Start of Records provided

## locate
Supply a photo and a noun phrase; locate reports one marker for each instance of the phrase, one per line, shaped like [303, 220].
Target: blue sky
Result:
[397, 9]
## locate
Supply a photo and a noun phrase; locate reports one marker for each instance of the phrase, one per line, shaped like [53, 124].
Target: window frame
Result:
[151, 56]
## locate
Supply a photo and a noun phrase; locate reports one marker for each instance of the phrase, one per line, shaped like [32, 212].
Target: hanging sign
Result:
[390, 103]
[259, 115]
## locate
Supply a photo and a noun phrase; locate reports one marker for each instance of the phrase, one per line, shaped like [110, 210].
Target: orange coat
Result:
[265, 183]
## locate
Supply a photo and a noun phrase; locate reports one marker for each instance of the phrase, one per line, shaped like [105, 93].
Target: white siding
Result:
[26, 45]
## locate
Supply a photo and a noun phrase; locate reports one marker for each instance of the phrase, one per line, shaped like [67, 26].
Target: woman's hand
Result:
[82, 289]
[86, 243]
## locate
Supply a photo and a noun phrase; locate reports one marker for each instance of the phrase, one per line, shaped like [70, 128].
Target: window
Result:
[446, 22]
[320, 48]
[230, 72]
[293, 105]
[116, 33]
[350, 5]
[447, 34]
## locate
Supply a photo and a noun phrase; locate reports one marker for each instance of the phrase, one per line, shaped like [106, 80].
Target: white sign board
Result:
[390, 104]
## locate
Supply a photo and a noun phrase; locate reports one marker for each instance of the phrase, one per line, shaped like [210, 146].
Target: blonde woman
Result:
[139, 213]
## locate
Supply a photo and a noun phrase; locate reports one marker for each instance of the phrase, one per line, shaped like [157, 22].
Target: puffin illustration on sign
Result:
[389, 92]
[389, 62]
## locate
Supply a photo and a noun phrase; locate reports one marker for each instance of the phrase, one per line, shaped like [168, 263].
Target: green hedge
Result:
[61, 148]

End of Records provided

# [What you are asked to do]
The line with "like [53, 124]." and every line after it up to the end of the entries: output those exactly, and only those.

# [Task output]
Supply a photo and a noun phrase; locate reports one marker for each instance of the phrase, one per line, shaped like [53, 124].
Target: window frame
Result:
[151, 56]
## locate
Supply a photo and a noun phrase; locate reports one marker for each instance of the phrase, one per line, shaped like [32, 212].
Target: hanging sign
Result:
[390, 103]
[259, 115]
## locate
Supply a photo and a noun phrase; locate reports one marker for each instance of the phrase, one per line, shaped like [110, 210].
Target: orange coat
Result:
[265, 183]
## locate
Supply a photo and a noun phrase; locate reports one marker for each instance of the phrase, one per line, shaped like [105, 93].
Target: white siding
Result:
[26, 45]
## locate
Supply a photo and a noun phrase; locate reports one marker for each instance of the phrase, one per line, shaped like [67, 26].
Target: woman's hand
Result:
[82, 289]
[86, 243]
## locate
Supply a photo and a noun phrase; locate reports one marker for each instance of the phrase, one per line, shaped like [70, 128].
Target: window
Result:
[446, 22]
[320, 48]
[230, 72]
[293, 105]
[116, 33]
[350, 5]
[447, 34]
## locate
Supply a photo and a noun phrase; locate reports one marker for each instance of the phrase, one per line, shaped like [106, 80].
Target: white sign board
Result:
[390, 104]
## locate
Supply a photo and a noun phrase; locate reports one marker for each instance of the phrase, one per line, shaped like [210, 146].
Target: blonde woman
Result:
[139, 213]
## locate
Supply a photo and a noun phrase; locate reports one marker for each instance of the phrase, one per line, shaped like [157, 22].
Target: puffin illustration on sign
Result:
[389, 92]
[389, 62]
## locate
Supply a photo and a noun phrase; locate reports one marker for each instance of the phrase, one per line, shaped like [168, 263].
Target: green hedge
Result:
[61, 148]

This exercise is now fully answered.